» **Direction**:
Word for word, restate every line of the material.
** start Dataset records **
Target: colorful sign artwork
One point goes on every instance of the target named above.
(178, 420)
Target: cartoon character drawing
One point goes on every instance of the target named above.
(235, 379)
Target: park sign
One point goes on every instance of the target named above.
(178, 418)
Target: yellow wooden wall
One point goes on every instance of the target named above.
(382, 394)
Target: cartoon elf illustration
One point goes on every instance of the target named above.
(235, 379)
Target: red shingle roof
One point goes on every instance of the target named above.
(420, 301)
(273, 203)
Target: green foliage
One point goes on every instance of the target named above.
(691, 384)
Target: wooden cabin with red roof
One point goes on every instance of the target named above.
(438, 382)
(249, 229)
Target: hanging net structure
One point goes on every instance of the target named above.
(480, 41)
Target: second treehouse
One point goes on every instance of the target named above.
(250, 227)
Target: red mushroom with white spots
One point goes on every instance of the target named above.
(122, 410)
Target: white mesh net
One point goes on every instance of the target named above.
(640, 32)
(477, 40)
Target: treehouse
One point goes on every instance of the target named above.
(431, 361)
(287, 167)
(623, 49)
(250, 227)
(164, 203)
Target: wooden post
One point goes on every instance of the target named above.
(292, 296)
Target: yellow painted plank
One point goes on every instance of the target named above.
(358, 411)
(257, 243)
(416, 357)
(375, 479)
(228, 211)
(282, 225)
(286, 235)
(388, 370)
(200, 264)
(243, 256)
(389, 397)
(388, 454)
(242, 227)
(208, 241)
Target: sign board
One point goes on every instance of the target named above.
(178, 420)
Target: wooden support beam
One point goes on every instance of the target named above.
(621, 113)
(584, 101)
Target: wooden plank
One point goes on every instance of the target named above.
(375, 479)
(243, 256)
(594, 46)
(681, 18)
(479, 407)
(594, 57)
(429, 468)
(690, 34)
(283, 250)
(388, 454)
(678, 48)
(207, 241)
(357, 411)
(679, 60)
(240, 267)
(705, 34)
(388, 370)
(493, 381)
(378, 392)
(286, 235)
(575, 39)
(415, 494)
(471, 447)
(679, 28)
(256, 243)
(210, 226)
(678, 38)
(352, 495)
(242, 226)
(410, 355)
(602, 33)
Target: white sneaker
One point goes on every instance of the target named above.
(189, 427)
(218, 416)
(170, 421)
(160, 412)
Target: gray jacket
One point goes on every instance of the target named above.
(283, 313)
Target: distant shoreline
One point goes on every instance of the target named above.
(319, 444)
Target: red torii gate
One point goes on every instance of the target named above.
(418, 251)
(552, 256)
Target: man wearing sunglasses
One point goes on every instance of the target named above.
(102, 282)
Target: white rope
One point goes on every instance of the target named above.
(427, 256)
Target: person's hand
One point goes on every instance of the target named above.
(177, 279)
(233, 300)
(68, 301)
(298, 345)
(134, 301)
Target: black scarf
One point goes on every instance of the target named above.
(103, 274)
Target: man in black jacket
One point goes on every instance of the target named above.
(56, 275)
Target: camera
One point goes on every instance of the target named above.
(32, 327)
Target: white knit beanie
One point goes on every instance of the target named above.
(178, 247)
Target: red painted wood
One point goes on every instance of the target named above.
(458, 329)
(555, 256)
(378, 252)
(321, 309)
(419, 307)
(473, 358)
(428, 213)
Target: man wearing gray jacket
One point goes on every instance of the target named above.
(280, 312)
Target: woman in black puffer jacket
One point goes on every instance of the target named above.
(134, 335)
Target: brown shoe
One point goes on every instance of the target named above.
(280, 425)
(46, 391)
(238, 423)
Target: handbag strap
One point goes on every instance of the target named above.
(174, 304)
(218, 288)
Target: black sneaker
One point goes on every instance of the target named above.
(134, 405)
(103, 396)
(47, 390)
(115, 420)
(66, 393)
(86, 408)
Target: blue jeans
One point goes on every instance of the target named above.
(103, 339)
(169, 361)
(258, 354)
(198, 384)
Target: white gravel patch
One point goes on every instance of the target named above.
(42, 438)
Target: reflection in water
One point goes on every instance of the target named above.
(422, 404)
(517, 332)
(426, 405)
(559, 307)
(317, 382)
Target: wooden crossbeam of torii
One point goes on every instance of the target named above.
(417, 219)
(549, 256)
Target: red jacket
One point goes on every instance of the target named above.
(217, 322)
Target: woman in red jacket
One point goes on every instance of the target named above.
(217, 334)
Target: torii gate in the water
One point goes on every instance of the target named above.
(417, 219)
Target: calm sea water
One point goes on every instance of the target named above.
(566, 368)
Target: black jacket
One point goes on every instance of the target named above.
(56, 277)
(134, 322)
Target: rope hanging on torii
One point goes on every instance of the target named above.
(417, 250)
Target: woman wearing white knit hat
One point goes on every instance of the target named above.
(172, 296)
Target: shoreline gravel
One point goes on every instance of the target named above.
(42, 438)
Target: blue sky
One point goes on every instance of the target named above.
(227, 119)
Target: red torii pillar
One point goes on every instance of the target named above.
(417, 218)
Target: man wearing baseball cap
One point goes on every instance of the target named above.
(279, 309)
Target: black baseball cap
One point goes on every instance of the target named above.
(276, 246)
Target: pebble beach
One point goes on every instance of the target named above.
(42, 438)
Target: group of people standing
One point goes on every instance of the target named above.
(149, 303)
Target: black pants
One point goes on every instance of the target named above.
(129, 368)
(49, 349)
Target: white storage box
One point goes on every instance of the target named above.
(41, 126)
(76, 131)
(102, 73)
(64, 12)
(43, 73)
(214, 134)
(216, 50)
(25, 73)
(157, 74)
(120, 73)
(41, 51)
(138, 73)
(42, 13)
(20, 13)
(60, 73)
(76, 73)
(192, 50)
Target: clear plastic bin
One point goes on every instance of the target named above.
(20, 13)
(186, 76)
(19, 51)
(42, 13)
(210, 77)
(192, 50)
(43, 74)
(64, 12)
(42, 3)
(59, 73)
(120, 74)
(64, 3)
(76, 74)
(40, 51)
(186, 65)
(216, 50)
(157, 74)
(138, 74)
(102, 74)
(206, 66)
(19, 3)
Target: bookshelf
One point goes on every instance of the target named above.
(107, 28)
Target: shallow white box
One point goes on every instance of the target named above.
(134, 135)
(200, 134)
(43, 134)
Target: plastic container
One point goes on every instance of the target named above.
** end Dataset records **
» **Full answer**:
Target: colorful sign artwork
One point goes on every instance of the target named above.
(178, 420)
Target: cartoon character drawing
One point goes on every instance of the target named above.
(235, 379)
Target: park sign
One point goes on every instance of the target named above.
(178, 418)
Target: yellow wooden wall
One point goes on every instance of the target named above.
(382, 394)
Target: cartoon elf illustration
One point goes on every instance of the target named above.
(235, 379)
Target: red shingle roof
One point goes on every instance of the target named above.
(420, 301)
(273, 203)
Target: green foliage
One point goes on every instance of the target named above.
(691, 384)
Target: wooden cabin with red roof
One point goes on every instance of the target named above.
(438, 382)
(249, 229)
Target: hanging net structure
One point goes on every instance of the target named above.
(480, 41)
Target: second treehouse
One point goes on every instance of the target named above.
(250, 227)
Target: red mushroom with white spots
One point goes on every instance of the target named above.
(122, 410)
Target: white mesh net
One point goes on every instance of the target named above.
(640, 32)
(477, 40)
Target: treehouse
One point goes on every instance of the target named above.
(431, 361)
(287, 167)
(623, 49)
(250, 227)
(164, 203)
Target: wooden post
One point goes on every instance of the target named above.
(292, 296)
Target: yellow painted plank
One point goes on every instance of the target named above.
(358, 411)
(257, 243)
(416, 357)
(375, 479)
(228, 211)
(282, 225)
(286, 235)
(388, 370)
(200, 264)
(243, 256)
(389, 397)
(388, 454)
(242, 227)
(208, 241)
Target: sign board
One point goes on every instance of the target named above.
(178, 420)
Target: wooden support beam
One point goes on every instance of the target named above.
(621, 113)
(584, 101)
Target: wooden plank
One point goes on every instance of the target named above.
(375, 479)
(243, 256)
(594, 46)
(681, 18)
(479, 407)
(594, 57)
(429, 468)
(690, 34)
(283, 250)
(388, 454)
(678, 48)
(207, 241)
(357, 411)
(679, 60)
(240, 267)
(705, 34)
(388, 370)
(493, 381)
(378, 392)
(286, 235)
(575, 39)
(415, 494)
(471, 447)
(679, 28)
(256, 243)
(210, 226)
(678, 38)
(352, 495)
(242, 226)
(410, 355)
(602, 33)
Target: white sneaker
One point goes on every instance of the target named above.
(189, 427)
(218, 416)
(170, 421)
(160, 412)
Target: gray jacket
One point goes on every instance of the target named above.
(283, 313)
Target: distant shoreline
One point goes on every instance of the target named above.
(319, 444)
Target: red torii gate
One point goes on every instance of the target named above.
(418, 251)
(552, 256)
Target: man wearing sunglasses
One point goes on every instance of the target named above.
(102, 282)
Target: white rope
One point goes on every instance of the target named above.
(427, 256)
Target: person's hand
One point goes on every instance of the target named above.
(177, 279)
(233, 300)
(68, 301)
(298, 345)
(134, 301)
Target: black scarf
One point goes on every instance of the target named above.
(103, 274)
Target: man in black jacket
One point goes on every instance of the target named above.
(56, 275)
Target: camera
One point goes on every instance of the target named above.
(32, 327)
Target: white knit beanie
One point goes on every instance of the target named above.
(178, 247)
Target: red painted wood
One point goes on every instance of the target named above.
(458, 329)
(555, 256)
(378, 252)
(321, 309)
(419, 307)
(473, 358)
(428, 213)
Target: man wearing gray jacket
One point goes on every instance of the target named above.
(280, 312)
Target: woman in black puffer jacket
One point goes on every instance of the target named above.
(134, 335)
Target: brown shoe
One point goes on every instance of the target named above.
(280, 425)
(46, 391)
(238, 423)
Target: handbag strap
One point goes on every instance of the target named above.
(174, 304)
(218, 288)
Target: black sneaker
One point goes on every instance of the target named above.
(134, 405)
(103, 396)
(47, 390)
(115, 420)
(66, 393)
(86, 408)
Target: blue jeans
One point goes on every instance of the target named above.
(103, 339)
(169, 361)
(258, 354)
(198, 384)
Target: white gravel patch
One point goes on every instance of the target named above.
(42, 438)
Target: reflection in water
One point goes on every instance of the target named above.
(422, 404)
(517, 332)
(426, 405)
(559, 307)
(317, 382)
Target: wooden crossbeam of torii
One point goes on every instance of the target named above.
(417, 219)
(549, 256)
Target: red jacket
One point goes on every instance of the target named above.
(217, 322)
Target: woman in red jacket
One point goes on every instance of the target named above.
(217, 334)
Target: torii gate in the water
One point goes on every instance of the target named above.
(417, 219)
Target: calm sea water
One point goes on every instance of the target named above.
(566, 368)
Target: black jacket
One point goes on every instance of the target named above.
(56, 277)
(134, 322)
Target: rope hanging on torii
One point goes on every instance of the target named above.
(417, 250)
Target: woman wearing white knit hat
One point goes on every instance of the target named above.
(172, 296)
Target: shoreline gravel
One point goes on every instance of the target named above.
(42, 438)
Target: blue sky
One point goes on every instance of the target named above.
(227, 119)
Target: red torii pillar
One point goes on every instance of the target named above.
(417, 218)
Target: man wearing baseball cap
One point goes on every instance of the target named above.
(279, 309)
Target: black baseball cap
One point goes on every instance of the target named above.
(276, 246)
Target: pebble beach
One point goes on every instance of the target named above.
(42, 438)
Target: group of people standing
One point goes on every instance of the target named above.
(149, 303)
Target: black pants
One point goes on every instance of the target named above.
(129, 368)
(49, 349)
Target: white storage box
One point goes on every instance of the target named above.
(41, 126)
(76, 131)
(102, 73)
(64, 12)
(43, 73)
(214, 134)
(216, 50)
(25, 73)
(157, 74)
(120, 73)
(41, 51)
(138, 73)
(42, 13)
(20, 13)
(60, 73)
(76, 73)
(192, 50)
Target: clear plastic bin
One point goes on every instance of the target named above.
(20, 13)
(186, 76)
(19, 51)
(42, 13)
(210, 77)
(192, 50)
(43, 74)
(64, 12)
(42, 3)
(59, 73)
(120, 74)
(64, 3)
(76, 74)
(40, 51)
(186, 65)
(216, 50)
(157, 74)
(138, 74)
(102, 74)
(206, 66)
(19, 3)
Target: bookshelf
One point goes on every instance of the target named above.
(107, 28)
Target: shallow white box
One point goes on every instance of the target named above.
(134, 135)
(200, 134)
(43, 134)
Target: plastic container
One point goes on every instance of the target named above.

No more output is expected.